[BEGIN Text shown]
Emmanuel? You Still Here?

Behold, a virgin shall be with child, and shall bring forth a son, and they shall call his name Emmanuel, which being interpreted is, God with us. Matthew 1:23 KJV

Are You still here? Are you STILL with us? With me? The questions seep from my soul as I sit silently on Christmas Eve in my striped fuzzy socks staring at the paper maché crèche on my Nannie’s sideboard. Lauren Daigle sings one of my favorite hymns of the season, her voice too big for the speaker in my iphone. Written more than 1200 years ago in Latin, sung for the first time in a monastery and performed by everyone from Andrea Bocceli to Trisha Yearwood, this song’s history is as deep and rich as Lauren’s voice.

The hymn begins as a prayer, a heart cry from a people in distress, a people enslaved, a people desperate for a Savior. I place myself in the center of the story:

As the children of Israel bear the burden of slavery in a land not their own, they cry out to God from the depths of their hearts. They know they do not belong in Egypt or even in Goshen. They know they are set apart, special…chosen – with a purposed history and an eternal future. But year after year, when things do not appear to go as planned, when life with their captors becomes more and more difficult, yet more and more familiar, some of them begin to wonder if anyone hears the stifled soul cries that only God can hear.
[END Text shown]
Required work: Output the section of the Christmas Eve reflection above between "Are You still here?" and "as Lauren’s voice.", inclusive, copied word for word.
[BEGIN Record set]
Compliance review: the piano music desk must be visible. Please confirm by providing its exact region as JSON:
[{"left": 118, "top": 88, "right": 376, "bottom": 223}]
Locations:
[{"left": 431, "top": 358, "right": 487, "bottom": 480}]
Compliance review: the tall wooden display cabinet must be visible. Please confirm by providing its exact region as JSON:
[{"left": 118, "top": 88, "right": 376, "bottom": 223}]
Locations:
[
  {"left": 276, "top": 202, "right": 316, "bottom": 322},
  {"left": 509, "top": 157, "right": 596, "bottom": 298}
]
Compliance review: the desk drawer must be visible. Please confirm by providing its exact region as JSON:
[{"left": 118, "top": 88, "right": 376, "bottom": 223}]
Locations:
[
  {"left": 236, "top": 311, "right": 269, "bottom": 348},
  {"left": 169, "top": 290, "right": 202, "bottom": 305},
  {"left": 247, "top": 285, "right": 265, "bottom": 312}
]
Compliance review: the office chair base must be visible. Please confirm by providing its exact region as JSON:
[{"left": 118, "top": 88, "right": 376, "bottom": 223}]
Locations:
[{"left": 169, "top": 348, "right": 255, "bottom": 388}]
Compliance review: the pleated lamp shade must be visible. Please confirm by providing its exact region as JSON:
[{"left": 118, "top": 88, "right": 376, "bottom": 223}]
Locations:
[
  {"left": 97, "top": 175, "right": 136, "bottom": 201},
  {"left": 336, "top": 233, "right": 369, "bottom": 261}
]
[END Record set]
Solution for this task:
Are You still here? Are you STILL with us? With me? The questions seep from my soul as I sit silently on Christmas Eve in my striped fuzzy socks staring at the paper maché crèche on my Nannie’s sideboard. Lauren Daigle sings one of my favorite hymns of the season, her voice too big for the speaker in my iphone. Written more than 1200 years ago in Latin, sung for the first time in a monastery and performed by everyone from Andrea Bocceli to Trisha Yearwood, this song’s history is as deep and rich as Lauren’s voice.